British Passport 1803 Legation Paris Signed Talleyrand

British Passport 1803 Legation Paris Signed Talleyrand

Charles Maurice de Talleyrand-Périgord (1754-1838)
French Diplomat and Statesman. Prime Minister of France

Paris, 12th May 1803, partially printed document issued by the British Embassy in Paris, to J. Charles Clermont, in French. The attractive document, bearing two large printed coats of arms, is a passport authorizing Charles Clermont to return to England together with his servant, and states ‘Charles Lord Whitworth, Counselor of Her British Majesty and British Ambassador to France, asks and requests in the name of Her Majesty to all Officers and authorities, civil and military ones, Princes and friend States and allies of Her Majesty, not only to let Charles Clermont cross any territory, with his servant and luggage, but also to give him any help he may require on his way back to England. We promise reciprocity on similar situations… Beneath the British Ambassador’s signature, and annotated in another hand ‘The Foreign Affairs Minister certify that the above signature of H.E. Lord Whitworth is authentic, Paris, 16th May 1803‘, signed by Talleyrand in his capacity as Foreign Affairs Minister. Also signed by a Diplomatic service officer, and bearing a contemporary ink stamp of the French Foreign Affairs Ministry.

UK Talleyrand 1803

Charles Whitworth (1752-1825) British Ambassador to France. Whitworth demanded his passports on 12th May 1803, the same day the present passport was issued, and left Paris. Whitworth reached London on 20th May. Two days after Talleyrand signed the present document, on 18th May 1803, Britain declared war against France. On 22nd May Napoleon ordered the arrest of all British residents in France.

● ● ●

Written exercise 1 =>
Extract from the passport description the part that opens with the words containing "UK Talleyrand 1803" and closes with "residents in France.".
Written exercise 2 =>
According to the passport description, who was permitted to travel back to England with Charles Clermont?
Written exercise 3 =>
Summarize the passport description in two sentences.

● ● ●

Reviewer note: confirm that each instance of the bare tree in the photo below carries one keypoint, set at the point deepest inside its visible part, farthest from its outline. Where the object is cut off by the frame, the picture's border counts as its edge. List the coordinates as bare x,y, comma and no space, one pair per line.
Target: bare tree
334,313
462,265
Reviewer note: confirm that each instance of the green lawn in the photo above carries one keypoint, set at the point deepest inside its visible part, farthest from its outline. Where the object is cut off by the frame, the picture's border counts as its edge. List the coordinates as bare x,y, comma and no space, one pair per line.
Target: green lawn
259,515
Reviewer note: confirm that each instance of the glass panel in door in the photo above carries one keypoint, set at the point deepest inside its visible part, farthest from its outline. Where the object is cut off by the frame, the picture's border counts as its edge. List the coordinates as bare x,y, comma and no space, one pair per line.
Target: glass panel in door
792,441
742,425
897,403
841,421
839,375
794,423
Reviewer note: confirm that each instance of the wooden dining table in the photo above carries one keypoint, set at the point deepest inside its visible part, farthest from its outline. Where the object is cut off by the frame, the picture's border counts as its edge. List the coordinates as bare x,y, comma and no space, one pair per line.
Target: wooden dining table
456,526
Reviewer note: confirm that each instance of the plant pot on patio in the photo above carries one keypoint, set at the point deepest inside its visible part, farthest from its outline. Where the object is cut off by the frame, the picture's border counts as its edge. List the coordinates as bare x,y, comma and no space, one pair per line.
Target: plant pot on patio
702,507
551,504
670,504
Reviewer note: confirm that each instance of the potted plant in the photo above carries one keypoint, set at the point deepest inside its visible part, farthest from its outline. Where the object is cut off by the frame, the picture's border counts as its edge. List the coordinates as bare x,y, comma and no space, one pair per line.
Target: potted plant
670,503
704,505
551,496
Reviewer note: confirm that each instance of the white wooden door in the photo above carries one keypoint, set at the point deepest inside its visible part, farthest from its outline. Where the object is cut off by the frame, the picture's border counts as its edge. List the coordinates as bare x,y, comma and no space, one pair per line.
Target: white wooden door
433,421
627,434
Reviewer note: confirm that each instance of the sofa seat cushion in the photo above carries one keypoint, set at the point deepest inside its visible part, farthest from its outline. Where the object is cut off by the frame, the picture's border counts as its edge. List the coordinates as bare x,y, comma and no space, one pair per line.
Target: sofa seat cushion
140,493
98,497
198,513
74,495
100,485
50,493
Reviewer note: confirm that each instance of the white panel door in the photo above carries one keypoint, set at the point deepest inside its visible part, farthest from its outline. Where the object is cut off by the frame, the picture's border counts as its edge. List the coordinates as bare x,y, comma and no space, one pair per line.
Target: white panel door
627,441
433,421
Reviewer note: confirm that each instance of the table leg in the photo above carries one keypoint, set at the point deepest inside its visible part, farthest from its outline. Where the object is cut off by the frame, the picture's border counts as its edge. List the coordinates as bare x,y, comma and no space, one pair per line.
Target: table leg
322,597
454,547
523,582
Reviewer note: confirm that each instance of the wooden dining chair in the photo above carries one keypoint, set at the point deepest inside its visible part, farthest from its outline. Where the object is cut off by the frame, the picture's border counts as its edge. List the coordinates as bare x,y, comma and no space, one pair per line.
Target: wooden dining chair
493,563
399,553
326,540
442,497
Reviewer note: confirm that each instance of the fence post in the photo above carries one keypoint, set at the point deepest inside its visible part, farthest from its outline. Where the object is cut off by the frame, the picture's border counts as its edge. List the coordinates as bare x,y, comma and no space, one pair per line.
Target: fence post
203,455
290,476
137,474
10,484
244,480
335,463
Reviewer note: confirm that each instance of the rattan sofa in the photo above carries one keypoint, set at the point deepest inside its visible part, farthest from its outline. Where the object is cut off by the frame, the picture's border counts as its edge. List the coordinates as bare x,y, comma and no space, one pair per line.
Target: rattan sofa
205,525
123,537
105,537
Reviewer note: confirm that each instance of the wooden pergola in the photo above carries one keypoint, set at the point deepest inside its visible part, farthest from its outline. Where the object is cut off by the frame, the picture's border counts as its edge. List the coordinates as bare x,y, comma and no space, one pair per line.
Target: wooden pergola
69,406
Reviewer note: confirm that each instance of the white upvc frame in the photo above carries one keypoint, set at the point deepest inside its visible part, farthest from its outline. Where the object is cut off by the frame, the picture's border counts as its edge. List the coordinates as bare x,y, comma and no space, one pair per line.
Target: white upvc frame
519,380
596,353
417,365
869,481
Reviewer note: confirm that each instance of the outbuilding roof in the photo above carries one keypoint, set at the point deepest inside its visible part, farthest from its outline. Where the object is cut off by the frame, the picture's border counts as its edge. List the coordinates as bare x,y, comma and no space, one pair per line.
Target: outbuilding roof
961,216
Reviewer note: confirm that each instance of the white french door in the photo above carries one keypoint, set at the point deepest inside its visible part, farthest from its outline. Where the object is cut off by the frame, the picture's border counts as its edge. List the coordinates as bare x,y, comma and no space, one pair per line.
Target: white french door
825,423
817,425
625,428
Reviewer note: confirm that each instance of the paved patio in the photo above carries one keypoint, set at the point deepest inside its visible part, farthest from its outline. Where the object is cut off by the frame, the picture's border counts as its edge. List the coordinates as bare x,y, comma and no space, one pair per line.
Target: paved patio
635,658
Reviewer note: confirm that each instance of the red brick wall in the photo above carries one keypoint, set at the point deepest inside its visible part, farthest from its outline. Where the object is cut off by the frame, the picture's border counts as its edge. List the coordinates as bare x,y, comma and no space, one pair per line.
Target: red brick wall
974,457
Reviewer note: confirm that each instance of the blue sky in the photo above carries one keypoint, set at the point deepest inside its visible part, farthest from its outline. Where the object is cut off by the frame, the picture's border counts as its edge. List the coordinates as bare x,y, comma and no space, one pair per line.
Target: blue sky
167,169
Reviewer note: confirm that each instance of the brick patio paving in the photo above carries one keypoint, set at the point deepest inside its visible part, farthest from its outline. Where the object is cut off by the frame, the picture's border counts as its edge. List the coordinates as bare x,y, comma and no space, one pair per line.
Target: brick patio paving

● ● ●

Worked solution 1 =>
UK Talleyrand 1803

Charles Whitworth (1752-1825) British Ambassador to France. Whitworth demanded his passports on 12th May 1803, the same day the present passport was issued, and left Paris. Whitworth reached London on 20th May. Two days after Talleyrand signed the present document, on 18th May 1803, Britain declared war against France. On 22nd May Napoleon ordered the arrest of all British residents in France.

Worked solution 2 =>
His servant.

Worked solution 3 =>
The British Embassy in Paris issued a partially printed passport in French on 12th May 1803, bearing Lord Whitworth's signature and authorizing Charles Clermont to return to England with his servant. Talleyrand, as Foreign Affairs Minister, certified Whitworth's signature on 16th May 1803, two days before Britain declared war against France.